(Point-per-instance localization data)
● ● ●
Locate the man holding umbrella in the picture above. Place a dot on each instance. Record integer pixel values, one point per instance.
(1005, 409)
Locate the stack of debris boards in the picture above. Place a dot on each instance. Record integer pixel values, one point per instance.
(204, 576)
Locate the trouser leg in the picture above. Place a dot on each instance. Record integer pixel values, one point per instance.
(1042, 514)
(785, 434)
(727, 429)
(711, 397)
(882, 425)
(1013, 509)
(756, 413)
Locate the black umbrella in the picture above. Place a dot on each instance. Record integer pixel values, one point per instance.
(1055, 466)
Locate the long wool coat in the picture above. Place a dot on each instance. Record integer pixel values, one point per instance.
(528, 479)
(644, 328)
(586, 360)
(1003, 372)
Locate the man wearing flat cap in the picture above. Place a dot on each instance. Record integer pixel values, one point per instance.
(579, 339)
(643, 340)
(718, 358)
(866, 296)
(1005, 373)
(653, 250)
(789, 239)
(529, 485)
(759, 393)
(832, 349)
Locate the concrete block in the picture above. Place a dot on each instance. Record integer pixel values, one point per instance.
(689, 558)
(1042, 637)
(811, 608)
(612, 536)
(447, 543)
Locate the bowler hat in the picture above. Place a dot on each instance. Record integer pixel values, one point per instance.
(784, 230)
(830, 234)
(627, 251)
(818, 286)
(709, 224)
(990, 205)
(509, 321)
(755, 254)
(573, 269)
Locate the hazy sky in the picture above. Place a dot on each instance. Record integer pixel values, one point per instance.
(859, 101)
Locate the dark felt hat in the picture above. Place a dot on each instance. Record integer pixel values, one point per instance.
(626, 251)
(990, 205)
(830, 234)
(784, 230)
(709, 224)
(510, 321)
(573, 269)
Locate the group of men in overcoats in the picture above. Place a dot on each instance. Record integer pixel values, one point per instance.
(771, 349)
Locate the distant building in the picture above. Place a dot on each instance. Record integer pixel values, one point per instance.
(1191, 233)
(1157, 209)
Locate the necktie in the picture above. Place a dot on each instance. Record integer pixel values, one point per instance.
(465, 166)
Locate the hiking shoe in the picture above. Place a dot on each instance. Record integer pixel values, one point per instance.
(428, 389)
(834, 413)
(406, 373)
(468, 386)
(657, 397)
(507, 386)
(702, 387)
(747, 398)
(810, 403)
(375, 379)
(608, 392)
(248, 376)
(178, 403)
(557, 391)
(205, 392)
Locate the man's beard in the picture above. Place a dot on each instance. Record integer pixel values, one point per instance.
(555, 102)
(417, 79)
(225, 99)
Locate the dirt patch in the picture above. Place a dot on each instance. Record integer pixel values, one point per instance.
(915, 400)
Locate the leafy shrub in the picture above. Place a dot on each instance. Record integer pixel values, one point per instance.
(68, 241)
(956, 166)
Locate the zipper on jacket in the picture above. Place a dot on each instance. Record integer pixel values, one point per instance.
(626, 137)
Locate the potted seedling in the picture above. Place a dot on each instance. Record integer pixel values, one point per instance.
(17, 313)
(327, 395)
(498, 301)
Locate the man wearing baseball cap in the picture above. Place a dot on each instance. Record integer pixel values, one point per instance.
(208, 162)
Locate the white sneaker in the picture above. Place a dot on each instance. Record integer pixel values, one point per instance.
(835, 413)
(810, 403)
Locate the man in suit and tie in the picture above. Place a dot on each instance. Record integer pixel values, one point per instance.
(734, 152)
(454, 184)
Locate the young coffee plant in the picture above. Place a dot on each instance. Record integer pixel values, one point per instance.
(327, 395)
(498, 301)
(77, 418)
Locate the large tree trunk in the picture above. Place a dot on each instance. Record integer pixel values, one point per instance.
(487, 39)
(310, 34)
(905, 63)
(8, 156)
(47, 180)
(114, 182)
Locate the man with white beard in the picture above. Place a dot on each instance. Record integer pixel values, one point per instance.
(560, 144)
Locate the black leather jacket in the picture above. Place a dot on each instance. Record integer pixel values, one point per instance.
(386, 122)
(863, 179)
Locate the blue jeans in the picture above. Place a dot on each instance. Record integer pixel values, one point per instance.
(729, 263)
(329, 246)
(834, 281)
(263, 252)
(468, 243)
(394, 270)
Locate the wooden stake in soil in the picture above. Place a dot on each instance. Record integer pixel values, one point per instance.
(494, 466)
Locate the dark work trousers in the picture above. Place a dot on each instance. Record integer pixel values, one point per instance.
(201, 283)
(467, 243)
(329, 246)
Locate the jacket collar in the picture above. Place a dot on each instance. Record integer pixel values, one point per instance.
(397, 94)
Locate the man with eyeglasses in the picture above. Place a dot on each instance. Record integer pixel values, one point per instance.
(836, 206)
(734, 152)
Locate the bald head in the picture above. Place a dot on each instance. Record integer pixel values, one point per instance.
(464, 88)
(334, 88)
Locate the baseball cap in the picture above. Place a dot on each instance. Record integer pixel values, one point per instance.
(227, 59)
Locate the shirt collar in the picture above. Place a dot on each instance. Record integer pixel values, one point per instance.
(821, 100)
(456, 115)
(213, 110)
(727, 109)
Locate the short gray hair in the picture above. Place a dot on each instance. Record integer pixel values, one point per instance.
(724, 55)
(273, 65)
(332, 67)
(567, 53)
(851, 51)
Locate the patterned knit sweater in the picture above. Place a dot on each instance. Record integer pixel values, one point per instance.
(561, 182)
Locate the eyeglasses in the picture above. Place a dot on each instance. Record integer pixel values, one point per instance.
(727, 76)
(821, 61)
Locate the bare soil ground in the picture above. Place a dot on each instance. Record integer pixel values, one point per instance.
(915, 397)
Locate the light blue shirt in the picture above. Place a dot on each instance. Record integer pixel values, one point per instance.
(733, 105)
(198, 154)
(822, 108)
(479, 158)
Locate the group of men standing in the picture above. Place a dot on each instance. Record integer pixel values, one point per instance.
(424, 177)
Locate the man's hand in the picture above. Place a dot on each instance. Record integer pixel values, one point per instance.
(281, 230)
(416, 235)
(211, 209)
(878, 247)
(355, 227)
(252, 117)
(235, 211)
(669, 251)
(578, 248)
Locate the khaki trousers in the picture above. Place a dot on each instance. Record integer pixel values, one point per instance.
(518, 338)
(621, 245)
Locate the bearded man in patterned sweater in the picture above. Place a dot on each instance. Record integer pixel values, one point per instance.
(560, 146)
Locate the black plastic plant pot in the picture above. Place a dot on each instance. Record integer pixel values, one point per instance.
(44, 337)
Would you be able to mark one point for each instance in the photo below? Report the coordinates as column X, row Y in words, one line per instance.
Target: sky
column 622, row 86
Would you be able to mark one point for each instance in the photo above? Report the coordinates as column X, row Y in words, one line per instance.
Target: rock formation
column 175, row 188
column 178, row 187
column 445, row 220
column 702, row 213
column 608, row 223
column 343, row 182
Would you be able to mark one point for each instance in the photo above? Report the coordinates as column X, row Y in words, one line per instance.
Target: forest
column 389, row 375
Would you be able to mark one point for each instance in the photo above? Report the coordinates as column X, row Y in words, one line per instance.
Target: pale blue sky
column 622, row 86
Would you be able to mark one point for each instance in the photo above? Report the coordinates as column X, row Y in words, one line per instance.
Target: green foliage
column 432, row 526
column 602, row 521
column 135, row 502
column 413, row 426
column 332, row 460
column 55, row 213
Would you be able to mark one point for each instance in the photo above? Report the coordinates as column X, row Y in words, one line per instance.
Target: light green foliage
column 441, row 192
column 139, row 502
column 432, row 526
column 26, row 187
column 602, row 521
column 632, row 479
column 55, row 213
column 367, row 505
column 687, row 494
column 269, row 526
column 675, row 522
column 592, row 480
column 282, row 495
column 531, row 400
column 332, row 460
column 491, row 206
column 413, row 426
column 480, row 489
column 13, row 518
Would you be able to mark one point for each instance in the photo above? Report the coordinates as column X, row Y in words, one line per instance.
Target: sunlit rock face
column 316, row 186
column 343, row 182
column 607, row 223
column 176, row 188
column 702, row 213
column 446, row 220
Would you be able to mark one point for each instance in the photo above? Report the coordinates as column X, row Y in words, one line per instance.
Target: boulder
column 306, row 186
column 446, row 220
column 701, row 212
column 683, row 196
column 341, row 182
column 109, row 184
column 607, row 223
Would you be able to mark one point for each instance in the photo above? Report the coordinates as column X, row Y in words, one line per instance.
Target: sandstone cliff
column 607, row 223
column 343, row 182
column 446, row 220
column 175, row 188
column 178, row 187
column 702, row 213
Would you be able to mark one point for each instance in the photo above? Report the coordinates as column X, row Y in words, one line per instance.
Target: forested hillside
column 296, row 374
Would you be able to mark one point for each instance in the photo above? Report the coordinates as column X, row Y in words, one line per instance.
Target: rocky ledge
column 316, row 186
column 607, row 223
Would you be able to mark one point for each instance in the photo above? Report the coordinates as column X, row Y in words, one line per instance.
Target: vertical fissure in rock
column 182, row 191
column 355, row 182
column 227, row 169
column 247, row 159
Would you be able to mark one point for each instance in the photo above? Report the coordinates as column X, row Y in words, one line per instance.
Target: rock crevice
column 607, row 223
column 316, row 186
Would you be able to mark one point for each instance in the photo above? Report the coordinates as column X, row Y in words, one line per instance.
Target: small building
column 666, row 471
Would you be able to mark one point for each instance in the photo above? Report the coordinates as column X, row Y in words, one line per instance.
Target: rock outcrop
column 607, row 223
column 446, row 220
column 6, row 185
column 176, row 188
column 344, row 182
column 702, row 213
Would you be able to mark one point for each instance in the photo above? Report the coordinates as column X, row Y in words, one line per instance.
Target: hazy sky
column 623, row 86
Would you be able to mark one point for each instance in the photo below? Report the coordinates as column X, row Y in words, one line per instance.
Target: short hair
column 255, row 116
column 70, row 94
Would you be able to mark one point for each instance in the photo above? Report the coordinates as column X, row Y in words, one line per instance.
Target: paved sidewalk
● ● ●
Write out exactly the lines of the entries above that run from the line containing "Target: vertical fissure in rock" through the last line, including both.

• [Task solution]
Target: vertical fissure in rock
column 182, row 191
column 355, row 182
column 227, row 169
column 247, row 159
Would you be able to mark one point for each instance in the photo above? Report the coordinates as column X, row Y in words, one line per instance.
Target: rock crevice
column 607, row 223
column 316, row 186
Would you be able to mark one point for each instance in the photo above? Report the coordinates as column X, row Y in words, one line per instance.
Target: small building
column 666, row 471
Would you be able to mark one point for each instance in the photo above? Report the coordinates as column X, row Y in words, one line per instance.
Target: rock outcrop
column 607, row 223
column 446, row 220
column 6, row 185
column 176, row 188
column 344, row 182
column 702, row 213
Would you be able to mark one point for each instance in the photo above? Report the coordinates as column X, row Y in words, one line per instance.
Target: hazy sky
column 623, row 86
Would you be able to mark one point for each instance in the photo below? Report the coordinates as column X, row Y in words, one line per instance.
Target: short hair
column 255, row 116
column 70, row 94
Would you be able to mark one point for each instance in the photo above? Report the coordinates as column X, row Y in words, one line per instance.
Target: paved sidewalk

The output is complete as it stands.